Drop all images and give the records again exactly.

── GIVEN RECORDS ──

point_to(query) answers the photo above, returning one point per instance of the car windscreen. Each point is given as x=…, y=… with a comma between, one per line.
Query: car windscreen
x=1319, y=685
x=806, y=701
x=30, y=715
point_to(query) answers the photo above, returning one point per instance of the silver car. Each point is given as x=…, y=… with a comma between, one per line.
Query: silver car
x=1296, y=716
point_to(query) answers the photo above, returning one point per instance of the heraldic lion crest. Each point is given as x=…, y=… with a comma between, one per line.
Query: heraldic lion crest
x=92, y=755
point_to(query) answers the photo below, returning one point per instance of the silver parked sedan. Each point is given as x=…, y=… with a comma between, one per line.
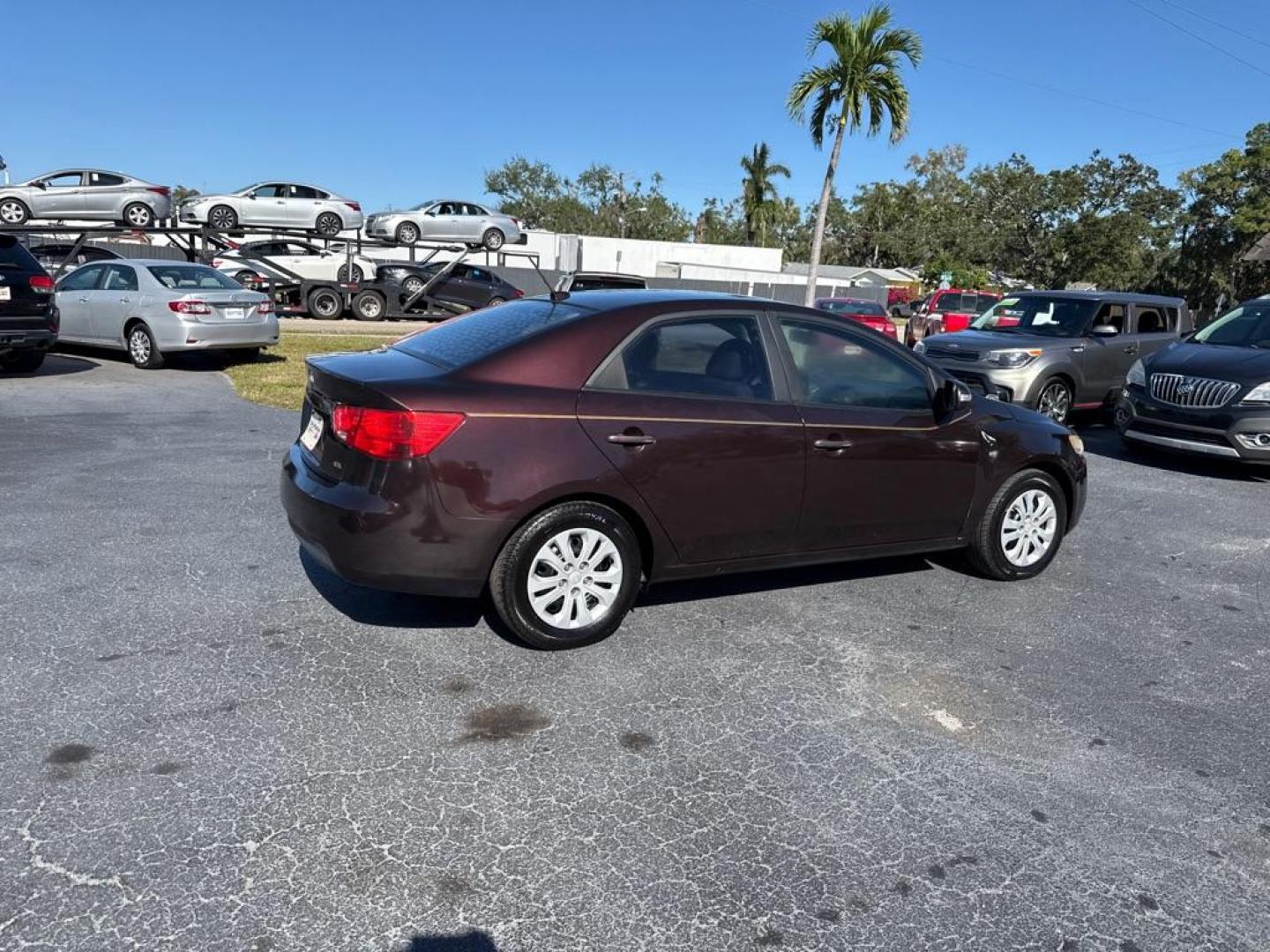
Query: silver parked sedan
x=92, y=195
x=447, y=219
x=155, y=308
x=279, y=205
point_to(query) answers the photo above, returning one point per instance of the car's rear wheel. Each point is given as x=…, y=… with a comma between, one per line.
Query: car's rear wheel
x=22, y=361
x=369, y=306
x=325, y=303
x=1054, y=400
x=329, y=224
x=143, y=348
x=568, y=576
x=1021, y=528
x=493, y=239
x=222, y=217
x=138, y=216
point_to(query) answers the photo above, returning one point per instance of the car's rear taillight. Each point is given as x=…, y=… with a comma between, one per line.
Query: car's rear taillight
x=190, y=308
x=392, y=435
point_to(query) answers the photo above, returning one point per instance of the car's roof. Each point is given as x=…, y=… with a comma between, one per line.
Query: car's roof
x=1120, y=297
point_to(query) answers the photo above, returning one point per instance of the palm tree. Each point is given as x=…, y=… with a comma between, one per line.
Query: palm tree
x=758, y=190
x=863, y=78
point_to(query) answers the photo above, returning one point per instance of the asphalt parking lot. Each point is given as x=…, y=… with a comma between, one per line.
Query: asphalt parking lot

───

▸ WRITTEN ANSWER
point_to(query) answers the photo above, returning one point per instance of the car windscreen. Each point is given as x=…, y=… with a comma between, one per line.
Query: car windscreen
x=1319, y=685
x=806, y=701
x=30, y=715
point_to(query) answers the photo above, returning one point per instance of the silver car. Each point is given as x=…, y=… with a comma between, one per line.
Query: silver car
x=1296, y=716
point_to(query) answers the photo above, returning one point per instance of the heraldic lion crest. Each point is given as x=…, y=… with a comma between, one per line.
Query: heraldic lion crest
x=92, y=755
point_to(query) answers the photo below, returning one point per instance of the silver parked sedan. Each point is given as x=…, y=… with a comma between, one per line.
Query: silver parked sedan
x=92, y=195
x=447, y=219
x=155, y=308
x=279, y=205
point_to(query) answers the photo above, returning one point per instance of the car's rear wheel. Each point is given as x=…, y=… with a comma between, one per line.
Query: car's rear wheel
x=22, y=361
x=369, y=306
x=325, y=303
x=1054, y=400
x=329, y=224
x=143, y=348
x=568, y=576
x=1021, y=528
x=493, y=239
x=222, y=217
x=138, y=216
point_to(query) answers the photo above, returning one point per instance of the car's rear taillight. Each point is given as x=…, y=… with a comma between, one per line.
Query: car's rear taillight
x=190, y=308
x=392, y=435
point_to(query) answers the photo above, returning one point per instance of the car's roof. Each point is given as x=…, y=… with a comma between, one per line.
Query: car's roof
x=1120, y=297
point_to(query) answers the photo above, returning one point per instance of the palm tree. Each point is given as x=…, y=… with a comma between, one per line.
Query: palm tree
x=758, y=190
x=863, y=78
point_to(query) answers the photo above, returning one point per instance of the asphalt parking lot. Each point is given as x=…, y=… with a comma between, one per line.
Query: asphalt parking lot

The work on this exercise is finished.